▸ What to work on
Rewrite the records below, changing "Someone" to "A reviewer" and keeping everything else the same. Leave the pictures out of your version.

▸ Input rows

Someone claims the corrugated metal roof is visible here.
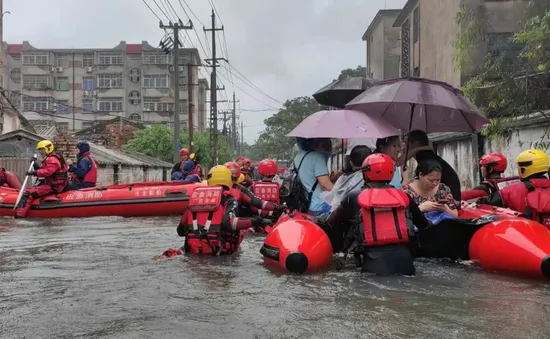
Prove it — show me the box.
[89,143,172,168]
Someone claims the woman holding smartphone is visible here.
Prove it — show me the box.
[403,160,458,217]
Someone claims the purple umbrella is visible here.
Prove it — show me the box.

▸ Result of this exercise
A reviewer claims the corrugated metal roof is visible here.
Prove it — show me the box.
[89,143,172,168]
A reviewer claims the woman holding smartphone is visible here.
Prove it — show me the box.
[403,160,458,217]
A reviewer claims the purple umbrella is visible here.
Prove it — show me the box.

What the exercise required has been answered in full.